[Task] Copy verbatim the block of lines in the entries below whose first line contains "Target: window frame" and whose last line contains "Target: sari". Leave out all other lines.

[Items from a dataset]
################
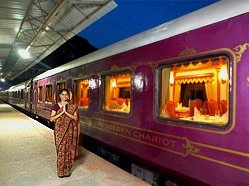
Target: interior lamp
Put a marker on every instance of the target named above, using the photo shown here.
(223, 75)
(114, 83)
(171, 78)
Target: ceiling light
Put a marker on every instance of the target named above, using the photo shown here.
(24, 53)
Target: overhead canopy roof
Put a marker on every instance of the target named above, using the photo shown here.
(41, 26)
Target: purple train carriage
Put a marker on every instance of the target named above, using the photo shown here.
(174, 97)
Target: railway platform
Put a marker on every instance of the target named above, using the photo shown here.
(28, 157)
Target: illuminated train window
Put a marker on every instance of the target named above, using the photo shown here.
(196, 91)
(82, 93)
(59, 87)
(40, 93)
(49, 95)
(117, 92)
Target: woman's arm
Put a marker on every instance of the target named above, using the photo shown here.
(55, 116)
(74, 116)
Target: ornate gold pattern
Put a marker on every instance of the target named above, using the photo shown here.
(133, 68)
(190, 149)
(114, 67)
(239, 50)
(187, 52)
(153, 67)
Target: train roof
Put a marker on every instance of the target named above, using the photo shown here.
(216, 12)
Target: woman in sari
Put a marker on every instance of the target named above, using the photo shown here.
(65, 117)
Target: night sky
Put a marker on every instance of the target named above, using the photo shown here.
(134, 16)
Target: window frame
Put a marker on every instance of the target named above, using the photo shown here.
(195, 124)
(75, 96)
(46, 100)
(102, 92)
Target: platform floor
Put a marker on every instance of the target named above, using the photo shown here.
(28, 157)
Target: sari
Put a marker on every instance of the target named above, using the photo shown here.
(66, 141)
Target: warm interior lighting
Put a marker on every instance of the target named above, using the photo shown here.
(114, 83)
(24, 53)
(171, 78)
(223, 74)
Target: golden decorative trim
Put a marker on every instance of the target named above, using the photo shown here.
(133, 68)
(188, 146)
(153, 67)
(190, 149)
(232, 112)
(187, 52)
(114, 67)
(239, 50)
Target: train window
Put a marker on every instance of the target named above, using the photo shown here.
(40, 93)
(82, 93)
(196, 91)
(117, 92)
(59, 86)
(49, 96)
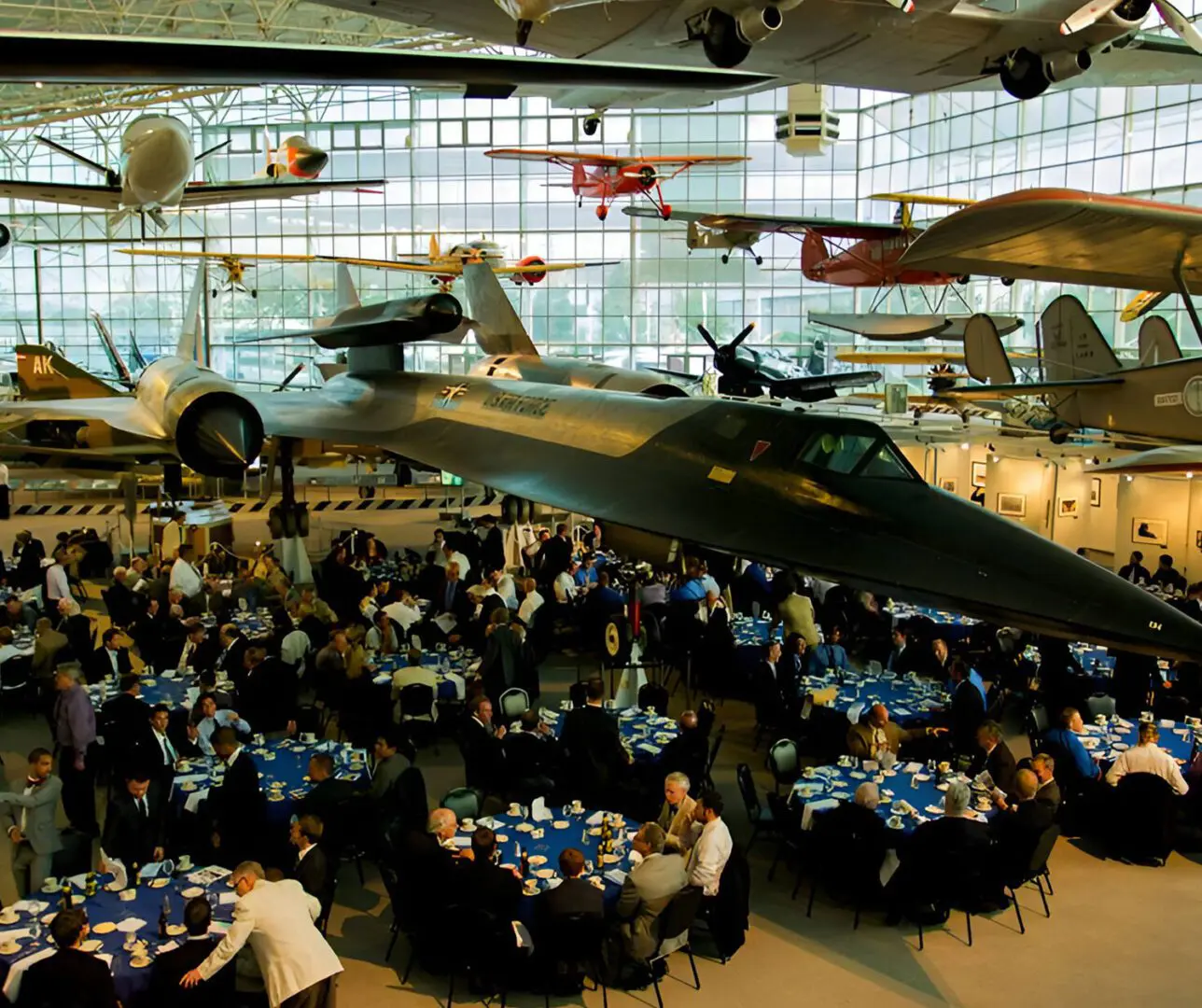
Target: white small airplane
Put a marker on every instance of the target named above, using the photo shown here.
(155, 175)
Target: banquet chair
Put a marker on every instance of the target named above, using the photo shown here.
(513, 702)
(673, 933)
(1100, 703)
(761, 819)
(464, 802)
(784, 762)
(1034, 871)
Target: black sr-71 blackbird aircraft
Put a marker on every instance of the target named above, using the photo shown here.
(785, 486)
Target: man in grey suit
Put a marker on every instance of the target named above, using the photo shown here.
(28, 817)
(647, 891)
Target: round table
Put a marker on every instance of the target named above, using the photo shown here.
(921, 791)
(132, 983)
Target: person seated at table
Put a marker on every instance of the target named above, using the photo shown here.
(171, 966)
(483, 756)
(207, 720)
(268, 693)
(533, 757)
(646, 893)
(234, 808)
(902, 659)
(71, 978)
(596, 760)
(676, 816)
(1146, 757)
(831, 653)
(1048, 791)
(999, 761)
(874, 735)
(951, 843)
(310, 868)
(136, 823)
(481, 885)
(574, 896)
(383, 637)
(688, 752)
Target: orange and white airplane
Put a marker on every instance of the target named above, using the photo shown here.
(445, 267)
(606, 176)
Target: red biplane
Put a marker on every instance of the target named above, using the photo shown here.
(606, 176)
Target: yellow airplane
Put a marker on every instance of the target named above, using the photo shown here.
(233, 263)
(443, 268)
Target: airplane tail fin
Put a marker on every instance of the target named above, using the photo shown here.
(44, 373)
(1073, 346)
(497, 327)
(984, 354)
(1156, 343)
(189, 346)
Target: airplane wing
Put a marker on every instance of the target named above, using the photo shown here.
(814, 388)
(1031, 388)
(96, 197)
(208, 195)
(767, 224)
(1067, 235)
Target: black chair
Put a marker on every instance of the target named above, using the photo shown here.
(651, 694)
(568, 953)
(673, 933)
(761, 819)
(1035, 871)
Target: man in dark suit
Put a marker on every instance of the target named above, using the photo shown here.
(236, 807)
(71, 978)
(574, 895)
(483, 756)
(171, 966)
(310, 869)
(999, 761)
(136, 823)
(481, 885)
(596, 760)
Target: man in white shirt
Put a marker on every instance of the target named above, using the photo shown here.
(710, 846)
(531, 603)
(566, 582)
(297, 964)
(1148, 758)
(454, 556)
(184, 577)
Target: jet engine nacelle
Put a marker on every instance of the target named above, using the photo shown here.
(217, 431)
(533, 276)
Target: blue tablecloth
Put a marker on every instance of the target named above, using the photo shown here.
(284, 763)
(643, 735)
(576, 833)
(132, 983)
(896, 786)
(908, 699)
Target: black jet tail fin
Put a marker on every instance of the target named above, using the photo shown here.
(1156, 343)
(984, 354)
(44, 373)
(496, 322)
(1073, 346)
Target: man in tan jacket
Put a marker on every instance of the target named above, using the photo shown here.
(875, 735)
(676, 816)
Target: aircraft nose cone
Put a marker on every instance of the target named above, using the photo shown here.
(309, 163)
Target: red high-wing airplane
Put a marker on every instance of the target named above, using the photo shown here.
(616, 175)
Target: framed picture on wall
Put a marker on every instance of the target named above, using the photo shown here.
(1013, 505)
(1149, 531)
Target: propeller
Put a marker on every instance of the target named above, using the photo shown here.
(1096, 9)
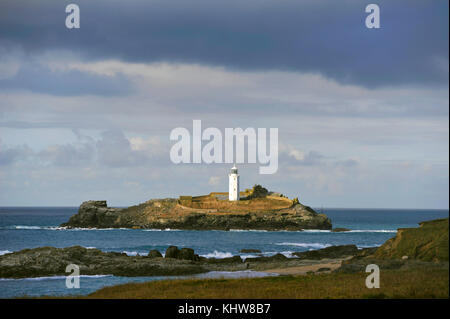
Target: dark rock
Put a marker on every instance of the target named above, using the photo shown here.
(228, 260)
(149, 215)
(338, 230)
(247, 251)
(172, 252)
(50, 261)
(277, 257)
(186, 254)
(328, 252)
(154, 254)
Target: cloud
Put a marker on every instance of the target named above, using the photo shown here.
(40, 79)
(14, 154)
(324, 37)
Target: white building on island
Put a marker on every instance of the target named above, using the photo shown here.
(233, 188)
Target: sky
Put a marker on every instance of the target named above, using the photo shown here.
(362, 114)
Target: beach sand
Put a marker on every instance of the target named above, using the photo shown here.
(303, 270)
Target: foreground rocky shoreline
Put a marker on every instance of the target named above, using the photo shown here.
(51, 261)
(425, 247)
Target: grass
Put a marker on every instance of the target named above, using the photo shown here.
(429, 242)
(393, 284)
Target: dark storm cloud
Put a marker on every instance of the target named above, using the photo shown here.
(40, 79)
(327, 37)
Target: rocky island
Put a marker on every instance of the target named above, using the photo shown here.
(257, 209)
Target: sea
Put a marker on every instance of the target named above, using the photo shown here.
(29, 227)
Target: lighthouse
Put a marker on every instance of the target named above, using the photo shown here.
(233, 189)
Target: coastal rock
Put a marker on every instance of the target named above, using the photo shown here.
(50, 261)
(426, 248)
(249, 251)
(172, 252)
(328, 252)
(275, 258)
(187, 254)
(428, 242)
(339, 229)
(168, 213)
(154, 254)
################
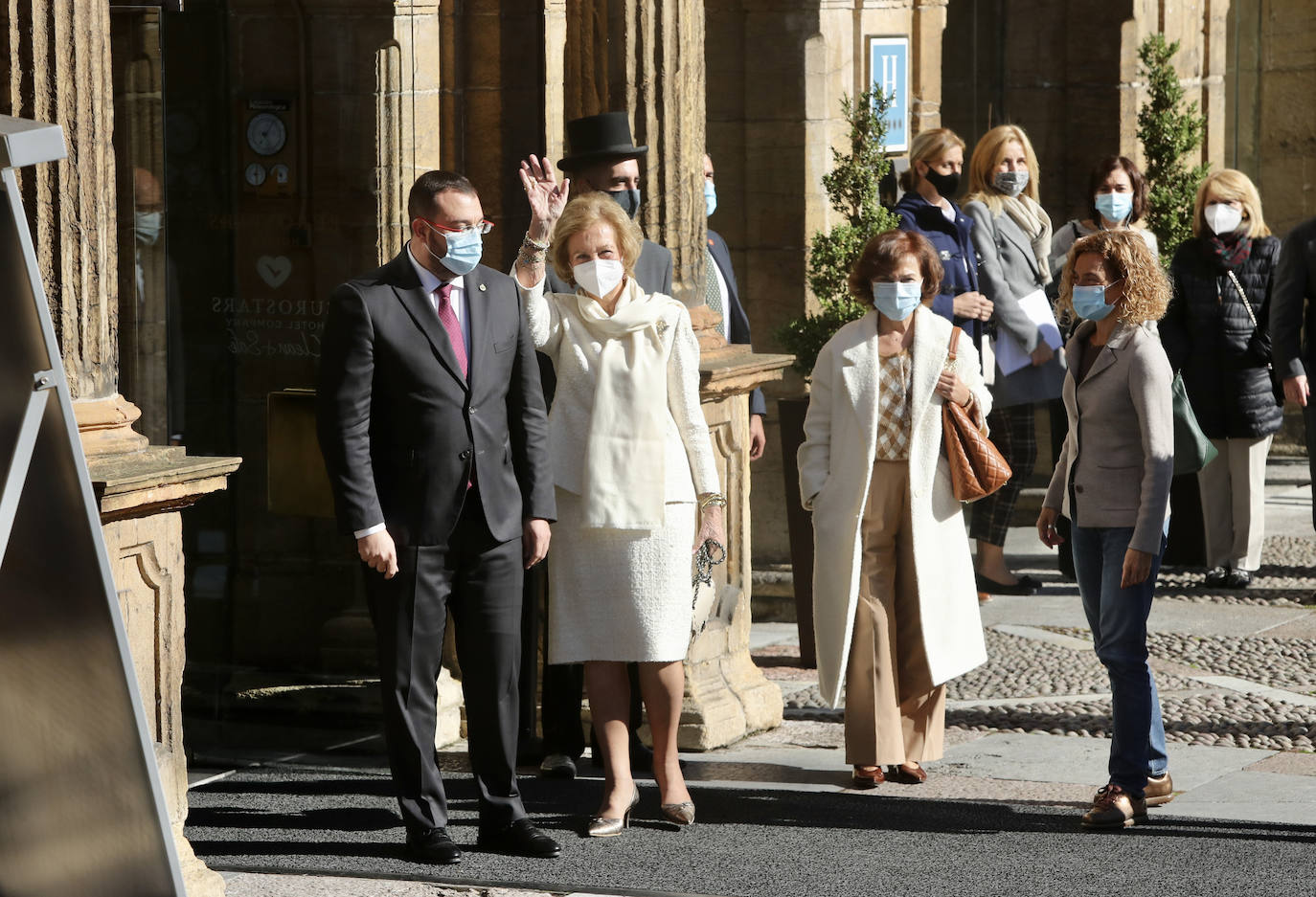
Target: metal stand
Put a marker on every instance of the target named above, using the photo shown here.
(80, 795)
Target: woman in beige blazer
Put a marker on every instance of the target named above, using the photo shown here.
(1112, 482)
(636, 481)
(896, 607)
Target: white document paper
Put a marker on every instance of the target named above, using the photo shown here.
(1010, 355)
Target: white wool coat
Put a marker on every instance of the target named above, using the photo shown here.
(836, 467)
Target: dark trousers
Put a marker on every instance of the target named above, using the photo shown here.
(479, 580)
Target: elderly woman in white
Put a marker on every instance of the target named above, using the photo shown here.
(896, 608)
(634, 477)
################
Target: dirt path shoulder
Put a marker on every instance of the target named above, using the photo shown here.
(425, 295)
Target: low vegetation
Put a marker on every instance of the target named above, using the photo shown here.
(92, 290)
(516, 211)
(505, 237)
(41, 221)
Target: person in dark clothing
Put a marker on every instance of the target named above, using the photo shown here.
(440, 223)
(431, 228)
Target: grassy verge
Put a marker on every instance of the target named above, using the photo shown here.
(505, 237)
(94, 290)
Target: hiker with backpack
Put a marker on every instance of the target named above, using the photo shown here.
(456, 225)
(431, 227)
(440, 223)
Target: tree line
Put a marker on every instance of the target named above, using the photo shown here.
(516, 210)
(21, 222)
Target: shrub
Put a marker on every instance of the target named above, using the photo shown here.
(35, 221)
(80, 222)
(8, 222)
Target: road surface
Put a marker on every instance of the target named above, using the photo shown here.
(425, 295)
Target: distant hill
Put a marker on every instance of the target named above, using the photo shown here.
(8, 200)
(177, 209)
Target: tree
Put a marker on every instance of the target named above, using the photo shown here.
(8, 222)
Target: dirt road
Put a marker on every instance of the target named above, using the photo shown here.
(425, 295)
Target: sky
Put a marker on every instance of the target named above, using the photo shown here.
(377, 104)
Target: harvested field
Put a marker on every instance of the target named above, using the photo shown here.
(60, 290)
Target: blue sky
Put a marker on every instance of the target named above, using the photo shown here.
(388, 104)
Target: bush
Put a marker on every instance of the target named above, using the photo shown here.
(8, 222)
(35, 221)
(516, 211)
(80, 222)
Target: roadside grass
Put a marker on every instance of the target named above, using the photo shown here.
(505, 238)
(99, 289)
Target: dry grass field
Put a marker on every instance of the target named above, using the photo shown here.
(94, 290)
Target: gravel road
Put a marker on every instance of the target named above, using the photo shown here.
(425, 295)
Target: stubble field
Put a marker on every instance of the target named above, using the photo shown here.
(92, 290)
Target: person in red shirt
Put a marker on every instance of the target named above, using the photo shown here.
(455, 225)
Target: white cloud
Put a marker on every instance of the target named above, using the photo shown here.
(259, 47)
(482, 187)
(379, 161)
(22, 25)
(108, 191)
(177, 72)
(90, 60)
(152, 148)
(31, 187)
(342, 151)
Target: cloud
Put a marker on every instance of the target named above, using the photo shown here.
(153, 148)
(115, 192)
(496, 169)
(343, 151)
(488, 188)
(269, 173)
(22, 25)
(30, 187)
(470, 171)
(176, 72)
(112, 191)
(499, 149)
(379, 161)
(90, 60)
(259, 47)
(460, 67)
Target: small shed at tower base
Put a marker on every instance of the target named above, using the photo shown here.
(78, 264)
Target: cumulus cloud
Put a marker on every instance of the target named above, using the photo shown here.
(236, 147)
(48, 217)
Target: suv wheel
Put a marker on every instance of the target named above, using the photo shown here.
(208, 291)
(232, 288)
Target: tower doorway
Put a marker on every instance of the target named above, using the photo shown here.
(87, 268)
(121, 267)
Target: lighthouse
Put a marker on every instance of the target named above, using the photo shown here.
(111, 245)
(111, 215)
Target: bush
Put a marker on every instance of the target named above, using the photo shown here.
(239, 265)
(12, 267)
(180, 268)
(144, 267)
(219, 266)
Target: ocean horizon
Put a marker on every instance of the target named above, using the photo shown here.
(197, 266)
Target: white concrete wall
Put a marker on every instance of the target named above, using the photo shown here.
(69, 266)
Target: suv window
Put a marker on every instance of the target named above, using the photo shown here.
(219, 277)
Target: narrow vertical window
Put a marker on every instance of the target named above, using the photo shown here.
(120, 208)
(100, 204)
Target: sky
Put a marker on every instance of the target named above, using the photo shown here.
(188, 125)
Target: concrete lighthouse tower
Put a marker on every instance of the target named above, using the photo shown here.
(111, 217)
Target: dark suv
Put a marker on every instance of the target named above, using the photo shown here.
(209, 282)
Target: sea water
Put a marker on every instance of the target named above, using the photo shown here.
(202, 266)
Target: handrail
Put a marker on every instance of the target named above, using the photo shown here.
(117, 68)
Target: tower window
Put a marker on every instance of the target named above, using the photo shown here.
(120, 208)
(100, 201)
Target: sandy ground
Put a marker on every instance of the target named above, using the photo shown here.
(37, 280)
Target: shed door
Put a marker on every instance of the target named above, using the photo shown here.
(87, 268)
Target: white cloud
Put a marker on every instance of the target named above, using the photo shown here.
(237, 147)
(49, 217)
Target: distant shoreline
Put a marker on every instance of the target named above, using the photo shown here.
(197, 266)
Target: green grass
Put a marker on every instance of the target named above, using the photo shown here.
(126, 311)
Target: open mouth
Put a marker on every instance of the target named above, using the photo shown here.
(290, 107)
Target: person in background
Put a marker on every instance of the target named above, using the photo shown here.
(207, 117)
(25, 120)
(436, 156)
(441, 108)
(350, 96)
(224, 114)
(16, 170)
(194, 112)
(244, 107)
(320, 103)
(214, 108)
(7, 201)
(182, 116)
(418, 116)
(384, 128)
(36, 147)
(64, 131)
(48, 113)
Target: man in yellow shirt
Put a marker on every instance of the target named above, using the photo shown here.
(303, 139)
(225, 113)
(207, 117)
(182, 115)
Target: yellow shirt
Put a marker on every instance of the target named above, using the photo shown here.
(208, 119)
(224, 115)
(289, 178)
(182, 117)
################
[Answer for this exercise]
Target: window frame
Put a marker on every instance of the target named above, using the photo shown here.
(195, 124)
(75, 96)
(46, 100)
(102, 92)
Target: platform floor
Put a marker on every instance of the target named above, using the photo shown here.
(28, 157)
Target: sari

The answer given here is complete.